Set task: Which lines in the rows below contain the string "white"? Show each of those lines in full, and treat uppercase and lowercase as different.

Given data:
◆ ◆ ◆ ◆

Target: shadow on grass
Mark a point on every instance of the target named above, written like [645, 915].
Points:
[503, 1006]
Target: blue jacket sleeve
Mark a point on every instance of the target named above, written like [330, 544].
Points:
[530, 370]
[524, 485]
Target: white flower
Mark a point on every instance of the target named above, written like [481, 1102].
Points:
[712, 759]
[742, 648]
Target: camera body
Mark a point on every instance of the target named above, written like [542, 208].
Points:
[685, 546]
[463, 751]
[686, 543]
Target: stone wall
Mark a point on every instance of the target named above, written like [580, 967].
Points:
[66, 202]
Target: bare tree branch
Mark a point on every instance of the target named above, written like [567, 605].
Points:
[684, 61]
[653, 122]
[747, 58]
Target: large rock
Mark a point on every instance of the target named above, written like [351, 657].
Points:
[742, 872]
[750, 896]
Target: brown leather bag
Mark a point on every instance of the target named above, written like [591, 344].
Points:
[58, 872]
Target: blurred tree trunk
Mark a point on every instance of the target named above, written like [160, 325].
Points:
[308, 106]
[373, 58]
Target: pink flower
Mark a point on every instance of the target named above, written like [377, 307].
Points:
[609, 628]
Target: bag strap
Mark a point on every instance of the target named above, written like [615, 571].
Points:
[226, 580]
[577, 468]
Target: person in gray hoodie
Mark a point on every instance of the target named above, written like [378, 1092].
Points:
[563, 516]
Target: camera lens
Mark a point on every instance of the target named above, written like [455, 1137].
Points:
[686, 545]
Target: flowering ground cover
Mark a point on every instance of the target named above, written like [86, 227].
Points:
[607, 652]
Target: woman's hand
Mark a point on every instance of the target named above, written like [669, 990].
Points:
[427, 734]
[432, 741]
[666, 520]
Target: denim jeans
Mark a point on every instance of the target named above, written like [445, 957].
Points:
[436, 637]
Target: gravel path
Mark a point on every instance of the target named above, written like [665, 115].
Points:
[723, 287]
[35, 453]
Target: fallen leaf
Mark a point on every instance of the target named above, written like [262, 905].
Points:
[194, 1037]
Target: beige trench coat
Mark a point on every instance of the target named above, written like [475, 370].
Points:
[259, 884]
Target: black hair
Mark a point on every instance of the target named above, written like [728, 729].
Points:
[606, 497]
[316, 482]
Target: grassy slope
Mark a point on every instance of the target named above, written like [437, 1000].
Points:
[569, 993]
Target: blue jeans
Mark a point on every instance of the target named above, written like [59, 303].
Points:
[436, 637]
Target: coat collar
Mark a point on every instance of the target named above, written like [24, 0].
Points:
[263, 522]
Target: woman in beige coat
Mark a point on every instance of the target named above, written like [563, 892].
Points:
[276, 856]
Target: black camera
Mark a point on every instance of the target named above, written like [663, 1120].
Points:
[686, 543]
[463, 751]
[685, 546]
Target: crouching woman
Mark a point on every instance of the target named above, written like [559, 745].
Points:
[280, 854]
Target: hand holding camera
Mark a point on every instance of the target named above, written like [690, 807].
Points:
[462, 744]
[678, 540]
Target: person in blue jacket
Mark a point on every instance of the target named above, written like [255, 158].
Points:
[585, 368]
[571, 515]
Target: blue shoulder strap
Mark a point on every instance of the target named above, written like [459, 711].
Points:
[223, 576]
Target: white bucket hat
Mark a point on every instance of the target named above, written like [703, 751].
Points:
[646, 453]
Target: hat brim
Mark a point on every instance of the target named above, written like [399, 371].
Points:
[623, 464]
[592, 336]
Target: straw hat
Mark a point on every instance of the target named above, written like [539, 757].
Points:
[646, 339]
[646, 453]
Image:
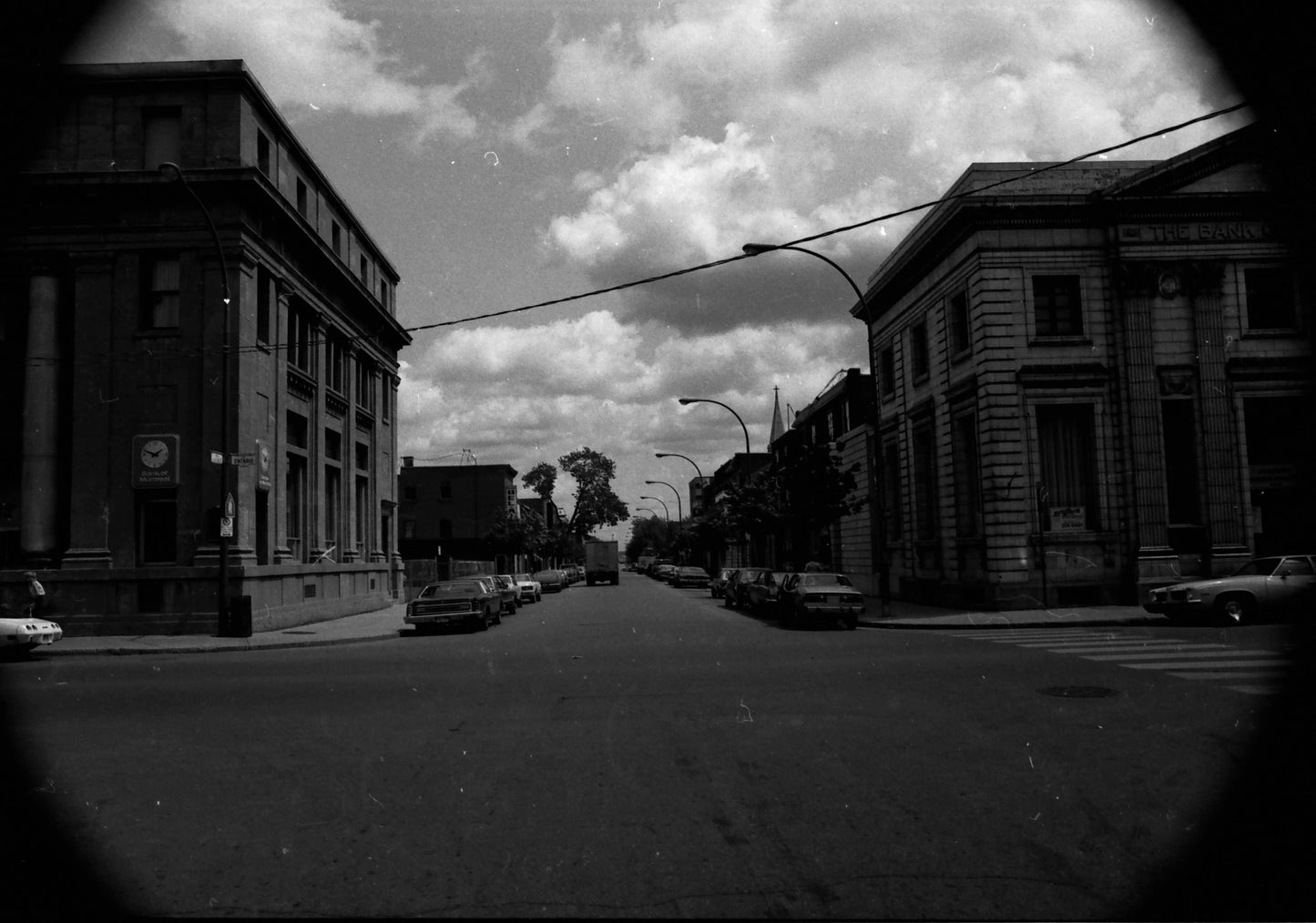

◆ ◆ ◆ ◆

Final answer:
Target: white flower
Target: white bucket hat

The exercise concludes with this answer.